▶ **Dataset entries**:

┏━━

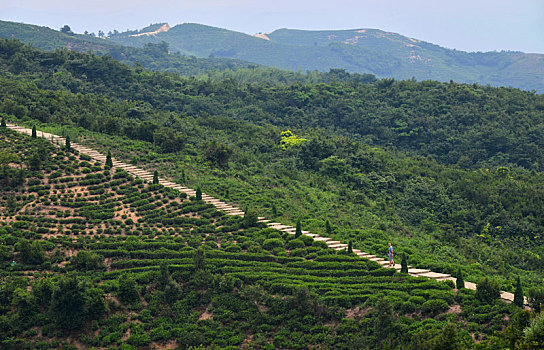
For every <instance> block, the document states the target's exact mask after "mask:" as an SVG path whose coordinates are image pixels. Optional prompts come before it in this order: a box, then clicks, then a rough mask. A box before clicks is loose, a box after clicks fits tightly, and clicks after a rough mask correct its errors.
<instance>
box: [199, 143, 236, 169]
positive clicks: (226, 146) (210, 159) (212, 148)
mask: <svg viewBox="0 0 544 350" xmlns="http://www.w3.org/2000/svg"><path fill="white" fill-rule="evenodd" d="M232 153H233V152H232V149H231V148H230V147H228V146H227V145H225V144H223V143H218V142H216V141H212V142H210V143H208V144H206V145H205V146H204V159H206V160H208V161H209V162H211V163H212V164H214V165H216V166H218V167H220V168H224V169H226V168H228V167H229V159H230V157H231V156H232Z"/></svg>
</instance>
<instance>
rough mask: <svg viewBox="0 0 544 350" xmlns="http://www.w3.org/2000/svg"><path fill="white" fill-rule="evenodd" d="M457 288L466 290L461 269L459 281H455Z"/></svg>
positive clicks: (457, 277) (456, 287)
mask: <svg viewBox="0 0 544 350" xmlns="http://www.w3.org/2000/svg"><path fill="white" fill-rule="evenodd" d="M455 287H456V288H457V289H461V288H465V280H464V279H463V274H462V273H461V268H459V270H458V271H457V281H455Z"/></svg>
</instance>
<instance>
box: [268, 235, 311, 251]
mask: <svg viewBox="0 0 544 350" xmlns="http://www.w3.org/2000/svg"><path fill="white" fill-rule="evenodd" d="M265 242H266V241H265ZM287 246H288V248H289V249H297V248H304V242H303V241H302V239H300V238H297V239H293V240H291V241H289V243H287ZM263 247H264V245H263ZM265 249H266V248H265Z"/></svg>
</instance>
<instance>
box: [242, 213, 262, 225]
mask: <svg viewBox="0 0 544 350" xmlns="http://www.w3.org/2000/svg"><path fill="white" fill-rule="evenodd" d="M258 221H259V215H258V214H257V211H256V210H254V209H246V210H245V212H244V227H246V228H249V227H254V226H257V223H258Z"/></svg>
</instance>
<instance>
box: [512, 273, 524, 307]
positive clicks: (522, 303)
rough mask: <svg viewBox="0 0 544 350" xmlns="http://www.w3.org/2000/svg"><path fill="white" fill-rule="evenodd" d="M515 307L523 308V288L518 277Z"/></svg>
mask: <svg viewBox="0 0 544 350" xmlns="http://www.w3.org/2000/svg"><path fill="white" fill-rule="evenodd" d="M514 305H516V306H518V307H523V288H522V287H521V279H520V278H519V276H518V281H517V283H516V290H515V291H514Z"/></svg>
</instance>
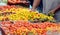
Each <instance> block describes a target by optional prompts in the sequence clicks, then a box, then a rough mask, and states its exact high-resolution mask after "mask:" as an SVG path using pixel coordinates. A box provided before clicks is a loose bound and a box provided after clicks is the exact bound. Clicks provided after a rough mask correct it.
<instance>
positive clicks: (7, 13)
mask: <svg viewBox="0 0 60 35" xmlns="http://www.w3.org/2000/svg"><path fill="white" fill-rule="evenodd" d="M55 22H56V21H55V19H54V18H53V17H52V16H48V15H45V14H43V13H38V12H37V11H36V12H31V11H29V9H28V8H26V7H21V6H19V7H16V6H15V5H12V6H9V5H7V6H0V25H1V26H0V27H1V28H2V30H3V31H4V33H5V34H6V35H55V34H58V35H60V24H58V23H55Z"/></svg>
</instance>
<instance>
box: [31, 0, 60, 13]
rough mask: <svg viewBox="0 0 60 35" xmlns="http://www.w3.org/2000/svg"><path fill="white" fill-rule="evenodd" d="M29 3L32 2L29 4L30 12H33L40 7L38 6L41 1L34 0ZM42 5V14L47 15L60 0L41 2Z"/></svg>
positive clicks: (40, 4)
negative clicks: (37, 7) (38, 7)
mask: <svg viewBox="0 0 60 35" xmlns="http://www.w3.org/2000/svg"><path fill="white" fill-rule="evenodd" d="M30 1H31V0H30ZM31 2H33V4H32V3H31V4H32V9H31V10H32V11H35V10H36V9H37V7H38V6H39V5H40V6H41V4H40V2H41V0H34V1H31ZM42 3H43V13H46V14H48V13H49V11H51V10H53V9H54V8H56V7H57V6H58V5H59V4H60V0H43V1H42ZM38 9H39V8H38Z"/></svg>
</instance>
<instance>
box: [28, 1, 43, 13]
mask: <svg viewBox="0 0 60 35" xmlns="http://www.w3.org/2000/svg"><path fill="white" fill-rule="evenodd" d="M29 1H30V6H31V10H32V11H35V10H36V9H37V10H38V11H39V12H42V10H43V3H42V1H43V0H29Z"/></svg>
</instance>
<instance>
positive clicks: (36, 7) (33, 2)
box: [32, 0, 41, 11]
mask: <svg viewBox="0 0 60 35" xmlns="http://www.w3.org/2000/svg"><path fill="white" fill-rule="evenodd" d="M40 1H41V0H34V2H33V7H32V10H33V11H35V9H36V8H37V7H38V5H39V4H40Z"/></svg>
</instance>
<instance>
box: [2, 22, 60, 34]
mask: <svg viewBox="0 0 60 35" xmlns="http://www.w3.org/2000/svg"><path fill="white" fill-rule="evenodd" d="M1 28H2V29H3V30H4V31H5V33H6V34H7V35H47V32H48V31H49V32H60V24H55V23H50V22H44V23H30V22H28V21H15V22H11V21H3V22H1Z"/></svg>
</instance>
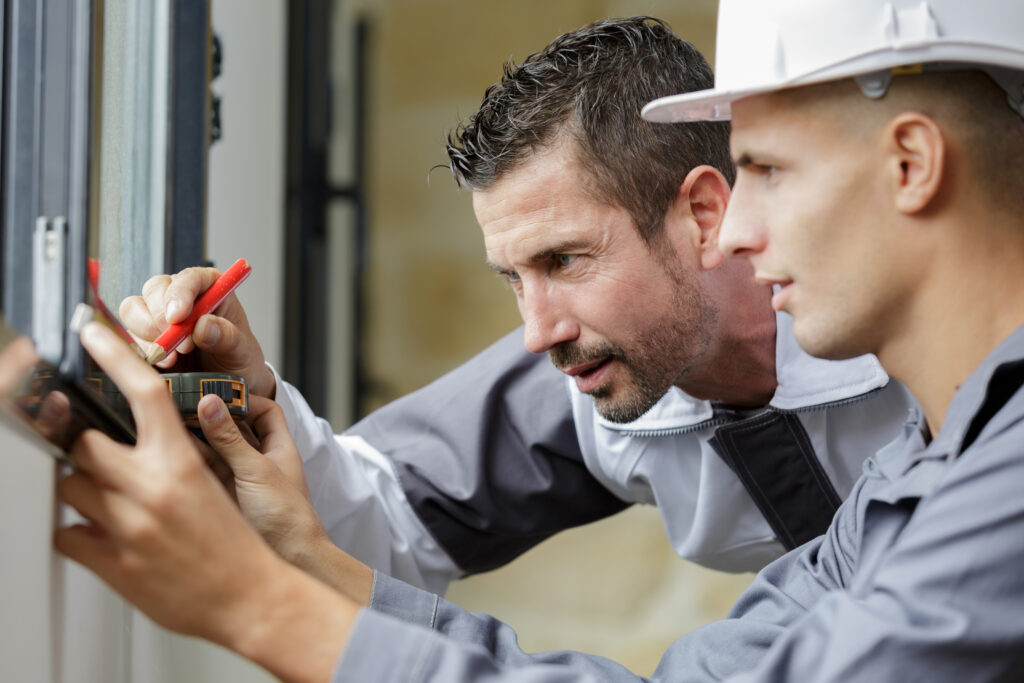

┗━━

▶ **Work request**:
Recast the lines as a JSON list of strings, one per line and with blank lines left out, starting at the first of the lines and going on through the line with "positive clicks: (226, 146)". Leave the pictures out of the list.

▶ **Finished exercise**:
[
  "For every <instance> block, the document states the target's exact mask after \"mask:\" as an SVG path whose coordinates are image pixels. Optional prompts come before it in this order: a box, then clicks, then a rough mask. A box before clicks is loose, a box after clicks fits tightly, and clicks after a rough mask correct its errors.",
  "<instance>",
  "box: [199, 143, 236, 169]",
  "positive clicks: (226, 146) (210, 159) (212, 148)"
]